> [Challenge a]:
List, word for word, each row containing the string "suit". Treat uppercase and lowercase as different.
::: Passage given
Workflow-Level vs Command-Level Retry
Workflow-Level vs Command-Level Retry¶
Prodigy has two distinct retry systems that serve different purposes. Understanding when to use each is critical for effective error handling.
Overview¶
| Feature | Command-Level (retry_v2) | Workflow-Level (error_policy) |
|---|---|---|
| Scope | Individual command execution | Work item failure in MapReduce |
| Location | retry_config on commands |
error_policy + retry_config in workflow |
| Implementation | src/cook/retry_v2.rs |
src/cook/workflow/error_policy.rs |
| Use Case | Retry transient command failures | Retry failed MapReduce work items |
| Features | Backoff, jitter, error matchers, circuit breakers | DLQ integration, failure thresholds, batch collection |
Command-Level Retry (retry_v2)¶
The enhanced retry system (retry_v2) provides sophisticated retry capabilities for individual command execution.
Source: src/cook/retry_v2.rs
Key Features¶
- Multiple Backoff Strategies:
- Exponential (default)
- Linear
- Fibonacci
- Fixed
-
Custom
-
Error Matchers:
- Selective retry based on error type
- Built-in matchers: Network, Timeout, ServerError, RateLimit
-
Custom regex patterns
-
Jitter Support:
- Prevents thundering herd in distributed systems
-
Configurable jitter factor (default: 0.3)
-
Retry Budget:
- Time-based caps on total retry time
-
Prevents infinite retry loops
-
Failure Actions:
- Stop (default) - halt workflow
- Continue - proceed despite failure
-
Fallback - execute alternative command
-
Circuit Breakers:
- Fail-fast when downstream is down
- Automatic recovery testing (HalfOpen state)
Configuration¶
commands:
- shell: "curl https://api.example.com/data"
retry_config:
attempts: 5
backoff: exponential
initial_delay: "1s"
max_delay: "30s"
jitter: true
jitter_factor: 0.3
retry_on:
- network
- timeout
retry_budget: "5m"
on_failure: stop
RetryConfig Fields (src/cook/retry_v2.rs:14-52):
- attempts: u32 - Maximum retry attempts
- backoff: BackoffStrategy - Delay calculation strategy
- initial_delay: Duration - Starting delay
- max_delay: Duration - Delay cap
- jitter: bool - Enable jitter
- jitter_factor: f64 - Jitter randomization (0.0-1.0)
::::::
::: Data supplied
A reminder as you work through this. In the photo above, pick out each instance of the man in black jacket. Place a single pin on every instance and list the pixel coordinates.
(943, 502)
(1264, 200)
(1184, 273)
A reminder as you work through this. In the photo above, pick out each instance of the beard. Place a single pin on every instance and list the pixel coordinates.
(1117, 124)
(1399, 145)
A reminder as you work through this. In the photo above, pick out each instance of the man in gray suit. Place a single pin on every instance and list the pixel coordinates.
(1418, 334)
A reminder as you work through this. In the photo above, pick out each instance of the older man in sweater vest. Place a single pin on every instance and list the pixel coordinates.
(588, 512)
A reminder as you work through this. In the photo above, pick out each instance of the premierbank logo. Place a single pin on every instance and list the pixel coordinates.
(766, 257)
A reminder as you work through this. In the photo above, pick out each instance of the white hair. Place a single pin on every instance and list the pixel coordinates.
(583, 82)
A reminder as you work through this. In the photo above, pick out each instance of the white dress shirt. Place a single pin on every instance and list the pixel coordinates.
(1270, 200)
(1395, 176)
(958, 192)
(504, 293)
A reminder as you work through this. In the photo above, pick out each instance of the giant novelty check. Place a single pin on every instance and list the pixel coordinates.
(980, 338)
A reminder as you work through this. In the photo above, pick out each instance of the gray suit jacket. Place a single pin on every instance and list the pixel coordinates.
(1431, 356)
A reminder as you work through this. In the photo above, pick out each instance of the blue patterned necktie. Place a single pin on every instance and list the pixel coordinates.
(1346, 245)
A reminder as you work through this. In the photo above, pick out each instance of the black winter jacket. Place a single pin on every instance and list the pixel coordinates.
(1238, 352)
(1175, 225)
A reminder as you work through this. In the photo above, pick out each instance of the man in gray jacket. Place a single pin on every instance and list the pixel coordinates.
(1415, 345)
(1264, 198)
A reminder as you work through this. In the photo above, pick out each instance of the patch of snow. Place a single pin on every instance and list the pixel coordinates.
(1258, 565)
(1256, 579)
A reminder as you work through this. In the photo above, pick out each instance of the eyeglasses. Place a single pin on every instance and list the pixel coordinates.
::::::
> [Challenge b]:
Reproduce the part of the page on retry systems that opens with the words containing "on_failure: stop" and closes with "Jitter randomization (0.0-1.0)".

> [Worked answer a]:
A reminder as you work through this. In the photo above, pick out each instance of the man in gray suit. Place a single pin on every instance and list the pixel coordinates.
A reminder as you work through this. In the photo above, pick out each instance of the gray suit jacket. Place a single pin on every instance and list the pixel coordinates.

> [Worked answer b]:
on_failure: stop
RetryConfig Fields (src/cook/retry_v2.rs:14-52):
- attempts: u32 - Maximum retry attempts
- backoff: BackoffStrategy - Delay calculation strategy
- initial_delay: Duration - Starting delay
- max_delay: Duration - Delay cap
- jitter: bool - Enable jitter
- jitter_factor: f64 - Jitter randomization (0.0-1.0)